> [Problem A]
Reproduce the passage of the malaria text between "Having remained silent" and "and displaced people.", inclusive.
> [Problem B]
Answer these questions from the malaria text:
(i) When did the international community begin to combat malaria on a "massive" scale?
(ii) About how many people die of malaria each year?
(iii) What is malaria estimated to cost sub-Saharan Africa in lost GDP?
> [Problem C]
Write the next part of the malaria text, picking up after its final sentence.

> [Text section]

Revue

Revue

The Battle against Malaria. A Victory that is within Reach

Cet article fait partie de la revue Futuribles n° 363, mai 2010

Having remained silent about, and absent from, the struggle against malaria for a long period, the international community finally roused itself in the late 1990s and began to combat the disease on a “massive” scale. It is an illness entirely eradicated in the advanced countries, but one that still rages in poor ones, with almost a million dying each year, mainly in sub-Saharan Africa. It attacks those who are most vulnerable: namely, women, the under-fives, those with HIV/AIDS and displaced people.
Malaria is a “disease of poverty”, as Michèle Barzach and Sylvie Chantereau stress here. “As an individual and collective factor of social destabilization”, it hits the countries it affects hard in both economic and social terms. “Malaria can account for more than 50% of the expenditure of households coping with it directly”, note the authors. It is estimated to cost “sub-Saharan Africa more than 12 billion dollars in lost GDP”.

> [Record extracts]
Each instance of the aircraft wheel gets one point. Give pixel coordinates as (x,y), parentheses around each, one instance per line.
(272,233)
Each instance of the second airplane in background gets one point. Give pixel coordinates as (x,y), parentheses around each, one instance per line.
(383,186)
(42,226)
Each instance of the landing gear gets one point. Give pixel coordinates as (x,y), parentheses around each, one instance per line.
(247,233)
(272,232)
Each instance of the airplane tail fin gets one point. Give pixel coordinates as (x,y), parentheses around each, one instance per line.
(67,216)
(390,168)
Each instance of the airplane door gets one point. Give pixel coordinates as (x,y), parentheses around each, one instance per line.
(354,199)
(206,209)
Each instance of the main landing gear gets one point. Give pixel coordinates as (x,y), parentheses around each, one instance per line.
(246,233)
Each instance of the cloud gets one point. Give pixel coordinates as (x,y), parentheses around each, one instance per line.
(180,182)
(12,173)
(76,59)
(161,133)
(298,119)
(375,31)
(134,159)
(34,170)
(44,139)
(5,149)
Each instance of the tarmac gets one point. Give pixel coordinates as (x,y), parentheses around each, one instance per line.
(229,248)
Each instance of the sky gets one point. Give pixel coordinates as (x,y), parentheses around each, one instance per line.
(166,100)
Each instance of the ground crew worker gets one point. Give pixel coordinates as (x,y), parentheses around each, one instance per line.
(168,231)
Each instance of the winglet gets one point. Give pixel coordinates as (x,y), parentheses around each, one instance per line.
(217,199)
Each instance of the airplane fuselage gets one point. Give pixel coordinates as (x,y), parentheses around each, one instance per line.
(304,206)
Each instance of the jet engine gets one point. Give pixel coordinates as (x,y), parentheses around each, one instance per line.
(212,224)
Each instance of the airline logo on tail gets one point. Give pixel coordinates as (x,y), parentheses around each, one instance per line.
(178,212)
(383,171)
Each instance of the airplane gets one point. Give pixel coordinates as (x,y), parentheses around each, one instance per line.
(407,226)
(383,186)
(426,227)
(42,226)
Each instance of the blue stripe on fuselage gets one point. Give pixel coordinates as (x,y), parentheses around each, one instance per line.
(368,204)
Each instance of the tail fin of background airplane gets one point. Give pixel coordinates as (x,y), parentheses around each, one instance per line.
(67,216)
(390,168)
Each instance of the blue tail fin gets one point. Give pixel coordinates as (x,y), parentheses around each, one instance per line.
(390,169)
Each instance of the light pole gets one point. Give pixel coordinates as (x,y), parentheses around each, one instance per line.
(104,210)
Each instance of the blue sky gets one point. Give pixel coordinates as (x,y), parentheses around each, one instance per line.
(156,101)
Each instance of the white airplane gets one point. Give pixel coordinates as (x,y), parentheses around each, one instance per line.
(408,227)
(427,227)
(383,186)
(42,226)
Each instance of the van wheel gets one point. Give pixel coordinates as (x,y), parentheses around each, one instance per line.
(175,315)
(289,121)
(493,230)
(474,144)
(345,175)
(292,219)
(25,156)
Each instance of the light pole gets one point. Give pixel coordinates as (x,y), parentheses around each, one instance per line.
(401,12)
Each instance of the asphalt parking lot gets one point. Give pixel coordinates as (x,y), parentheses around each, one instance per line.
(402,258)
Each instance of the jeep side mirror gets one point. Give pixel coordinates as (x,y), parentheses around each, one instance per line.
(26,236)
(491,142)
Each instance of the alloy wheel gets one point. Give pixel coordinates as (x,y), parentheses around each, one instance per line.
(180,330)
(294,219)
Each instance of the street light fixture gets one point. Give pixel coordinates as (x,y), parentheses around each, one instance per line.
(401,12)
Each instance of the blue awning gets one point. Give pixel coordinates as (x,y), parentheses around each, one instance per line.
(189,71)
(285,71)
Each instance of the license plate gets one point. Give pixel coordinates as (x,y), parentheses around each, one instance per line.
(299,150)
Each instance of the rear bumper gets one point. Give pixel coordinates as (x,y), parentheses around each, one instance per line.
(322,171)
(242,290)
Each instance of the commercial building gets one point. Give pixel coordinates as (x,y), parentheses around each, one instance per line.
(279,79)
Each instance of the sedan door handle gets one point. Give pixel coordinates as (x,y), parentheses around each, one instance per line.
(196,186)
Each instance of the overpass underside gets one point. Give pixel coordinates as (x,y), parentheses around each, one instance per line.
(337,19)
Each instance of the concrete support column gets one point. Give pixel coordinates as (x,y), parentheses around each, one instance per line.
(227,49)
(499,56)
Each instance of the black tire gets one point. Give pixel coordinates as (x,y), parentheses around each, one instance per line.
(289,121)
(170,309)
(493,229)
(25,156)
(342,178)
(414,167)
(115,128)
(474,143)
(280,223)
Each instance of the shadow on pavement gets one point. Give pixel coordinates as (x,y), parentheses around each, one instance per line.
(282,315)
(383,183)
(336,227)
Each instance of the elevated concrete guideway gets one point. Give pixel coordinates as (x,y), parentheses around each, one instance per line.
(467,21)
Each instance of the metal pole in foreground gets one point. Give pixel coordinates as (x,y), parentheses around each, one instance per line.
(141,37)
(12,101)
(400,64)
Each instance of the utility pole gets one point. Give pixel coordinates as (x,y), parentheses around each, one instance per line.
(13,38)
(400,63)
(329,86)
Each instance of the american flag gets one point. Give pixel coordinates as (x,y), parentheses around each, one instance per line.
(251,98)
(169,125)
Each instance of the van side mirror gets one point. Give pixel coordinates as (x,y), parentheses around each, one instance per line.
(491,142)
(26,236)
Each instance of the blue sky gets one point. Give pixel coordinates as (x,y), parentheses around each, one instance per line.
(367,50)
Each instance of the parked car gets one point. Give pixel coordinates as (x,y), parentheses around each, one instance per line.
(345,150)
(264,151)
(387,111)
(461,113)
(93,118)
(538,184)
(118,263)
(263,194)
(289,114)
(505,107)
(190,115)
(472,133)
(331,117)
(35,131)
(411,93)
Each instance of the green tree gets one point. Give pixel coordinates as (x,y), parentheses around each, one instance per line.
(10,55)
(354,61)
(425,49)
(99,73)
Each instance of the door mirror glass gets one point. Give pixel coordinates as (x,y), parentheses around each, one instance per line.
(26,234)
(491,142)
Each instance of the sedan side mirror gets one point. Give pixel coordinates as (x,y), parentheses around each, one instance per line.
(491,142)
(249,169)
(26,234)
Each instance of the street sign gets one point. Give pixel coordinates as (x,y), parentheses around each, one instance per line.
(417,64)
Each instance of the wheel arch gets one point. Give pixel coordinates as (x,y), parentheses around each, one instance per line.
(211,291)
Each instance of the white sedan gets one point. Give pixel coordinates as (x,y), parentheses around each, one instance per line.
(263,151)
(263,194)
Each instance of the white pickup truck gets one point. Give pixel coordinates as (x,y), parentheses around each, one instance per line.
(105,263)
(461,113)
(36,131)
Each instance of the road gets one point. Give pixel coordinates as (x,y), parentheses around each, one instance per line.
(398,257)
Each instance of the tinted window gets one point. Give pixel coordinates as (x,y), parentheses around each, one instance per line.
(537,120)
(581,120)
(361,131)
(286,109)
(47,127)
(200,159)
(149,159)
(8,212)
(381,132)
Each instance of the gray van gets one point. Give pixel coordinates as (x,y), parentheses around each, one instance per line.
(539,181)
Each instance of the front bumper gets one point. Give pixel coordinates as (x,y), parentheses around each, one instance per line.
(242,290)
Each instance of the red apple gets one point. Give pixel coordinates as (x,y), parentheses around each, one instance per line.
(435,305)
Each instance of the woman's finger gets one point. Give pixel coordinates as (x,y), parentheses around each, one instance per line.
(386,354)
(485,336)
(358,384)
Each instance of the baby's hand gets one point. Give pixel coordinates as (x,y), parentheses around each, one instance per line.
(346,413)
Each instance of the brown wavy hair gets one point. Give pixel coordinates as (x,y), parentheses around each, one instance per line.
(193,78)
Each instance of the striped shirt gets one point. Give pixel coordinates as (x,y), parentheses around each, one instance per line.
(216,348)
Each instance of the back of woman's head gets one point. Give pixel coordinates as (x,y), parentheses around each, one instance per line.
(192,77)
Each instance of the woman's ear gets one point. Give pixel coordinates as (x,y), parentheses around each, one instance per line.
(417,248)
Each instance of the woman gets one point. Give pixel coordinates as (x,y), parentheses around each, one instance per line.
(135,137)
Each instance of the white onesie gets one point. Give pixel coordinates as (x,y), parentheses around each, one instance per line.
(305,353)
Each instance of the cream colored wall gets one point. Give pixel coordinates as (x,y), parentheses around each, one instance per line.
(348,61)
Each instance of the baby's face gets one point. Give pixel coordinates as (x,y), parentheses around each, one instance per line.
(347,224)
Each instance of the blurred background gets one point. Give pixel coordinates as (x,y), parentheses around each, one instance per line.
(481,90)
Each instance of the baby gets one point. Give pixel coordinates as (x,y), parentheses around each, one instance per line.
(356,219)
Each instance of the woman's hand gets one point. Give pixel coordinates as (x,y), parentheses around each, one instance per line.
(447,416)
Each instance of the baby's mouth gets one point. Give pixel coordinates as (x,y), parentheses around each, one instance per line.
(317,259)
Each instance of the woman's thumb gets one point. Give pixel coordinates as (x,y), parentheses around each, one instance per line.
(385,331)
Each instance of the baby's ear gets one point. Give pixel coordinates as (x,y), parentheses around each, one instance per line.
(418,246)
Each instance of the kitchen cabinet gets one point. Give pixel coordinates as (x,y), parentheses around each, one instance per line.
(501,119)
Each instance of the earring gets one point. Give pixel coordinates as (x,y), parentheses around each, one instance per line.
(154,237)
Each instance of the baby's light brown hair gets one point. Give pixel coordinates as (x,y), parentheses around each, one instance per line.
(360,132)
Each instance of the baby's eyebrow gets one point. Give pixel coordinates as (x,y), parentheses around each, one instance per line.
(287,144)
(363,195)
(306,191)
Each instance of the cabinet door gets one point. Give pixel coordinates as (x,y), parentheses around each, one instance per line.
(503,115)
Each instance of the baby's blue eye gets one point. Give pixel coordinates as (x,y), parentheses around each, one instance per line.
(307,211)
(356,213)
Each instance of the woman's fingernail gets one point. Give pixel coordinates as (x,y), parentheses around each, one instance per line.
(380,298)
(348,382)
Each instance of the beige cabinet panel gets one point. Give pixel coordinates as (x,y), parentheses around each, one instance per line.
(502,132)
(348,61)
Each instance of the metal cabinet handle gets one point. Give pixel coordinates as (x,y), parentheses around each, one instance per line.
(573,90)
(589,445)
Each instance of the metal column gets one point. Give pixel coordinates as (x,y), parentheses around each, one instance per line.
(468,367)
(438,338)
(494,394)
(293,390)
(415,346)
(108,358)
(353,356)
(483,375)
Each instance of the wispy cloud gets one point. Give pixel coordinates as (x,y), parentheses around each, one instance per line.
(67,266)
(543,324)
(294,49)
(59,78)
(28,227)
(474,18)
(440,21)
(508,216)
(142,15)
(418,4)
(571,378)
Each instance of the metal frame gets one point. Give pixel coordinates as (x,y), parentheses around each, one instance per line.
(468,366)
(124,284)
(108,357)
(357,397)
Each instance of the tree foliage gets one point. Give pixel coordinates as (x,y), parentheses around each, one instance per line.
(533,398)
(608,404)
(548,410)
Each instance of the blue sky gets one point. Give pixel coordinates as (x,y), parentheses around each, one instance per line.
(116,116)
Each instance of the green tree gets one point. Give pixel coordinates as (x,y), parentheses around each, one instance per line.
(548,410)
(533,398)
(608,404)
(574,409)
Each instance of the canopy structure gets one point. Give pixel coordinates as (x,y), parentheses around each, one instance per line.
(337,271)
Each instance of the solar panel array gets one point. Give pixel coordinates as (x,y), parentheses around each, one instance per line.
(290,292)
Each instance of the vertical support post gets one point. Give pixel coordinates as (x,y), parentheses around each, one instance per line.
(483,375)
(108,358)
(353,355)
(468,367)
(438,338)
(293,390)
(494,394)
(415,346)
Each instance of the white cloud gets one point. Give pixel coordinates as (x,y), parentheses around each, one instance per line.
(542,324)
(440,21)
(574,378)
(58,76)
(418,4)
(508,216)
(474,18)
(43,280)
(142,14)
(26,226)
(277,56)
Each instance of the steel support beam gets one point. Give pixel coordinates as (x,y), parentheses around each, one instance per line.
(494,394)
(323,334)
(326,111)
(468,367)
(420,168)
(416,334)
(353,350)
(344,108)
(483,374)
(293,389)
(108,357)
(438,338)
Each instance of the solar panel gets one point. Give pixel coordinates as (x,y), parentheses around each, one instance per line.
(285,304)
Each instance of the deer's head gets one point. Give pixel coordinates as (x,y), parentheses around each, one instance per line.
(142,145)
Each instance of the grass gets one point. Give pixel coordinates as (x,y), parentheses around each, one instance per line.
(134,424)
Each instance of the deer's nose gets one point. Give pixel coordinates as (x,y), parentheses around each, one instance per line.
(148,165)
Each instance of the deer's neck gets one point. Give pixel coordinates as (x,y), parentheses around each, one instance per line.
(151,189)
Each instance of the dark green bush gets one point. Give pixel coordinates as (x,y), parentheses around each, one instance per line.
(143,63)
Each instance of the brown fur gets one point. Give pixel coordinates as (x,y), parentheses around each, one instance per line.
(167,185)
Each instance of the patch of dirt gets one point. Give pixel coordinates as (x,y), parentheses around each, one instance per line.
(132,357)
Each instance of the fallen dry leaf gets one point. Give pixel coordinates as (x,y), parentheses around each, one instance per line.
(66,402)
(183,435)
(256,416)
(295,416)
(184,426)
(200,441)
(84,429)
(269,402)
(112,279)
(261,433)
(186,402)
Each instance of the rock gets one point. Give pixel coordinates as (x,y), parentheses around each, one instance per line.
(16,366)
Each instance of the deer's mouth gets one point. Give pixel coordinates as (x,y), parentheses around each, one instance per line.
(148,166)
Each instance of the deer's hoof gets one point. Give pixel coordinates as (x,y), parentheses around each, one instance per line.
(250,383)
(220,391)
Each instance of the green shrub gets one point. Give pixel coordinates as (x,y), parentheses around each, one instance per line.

> [Task response A]
Having remained silent about, and absent from, the struggle against malaria for a long period, the international community finally roused itself in the late 1990s and began to combat the disease on a “massive” scale. It is an illness entirely eradicated in the advanced countries, but one that still rages in poor ones, with almost a million dying each year, mainly in sub-Saharan Africa. It attacks those who are most vulnerable: namely, women, the under-fives, those with HIV/AIDS and displaced people.

> [Task response B]
(i) In the late 1990s.
(ii) Almost a million.
(iii) More than 12 billion dollars.

> [Task response C]
Yet it is an avoidable disease, thanks to some effective treatments and means of prevention, observe Michèle Barzach and Sylvie Chantereau. This is something the international community has realized, having for some ten years now carried on an unprecedented struggle against malaria, with funding that has risen from less than 100 million dollars in 2003 to 2 billion in 2009. In this context, the authors assert without hesitation that “all the conditions are in place today for malaria to be effectively controlled in all the affected areas of the globe, and even eliminated in some countries”. They stress, however, that the current research and funding effort has to be maintained if this is to happen.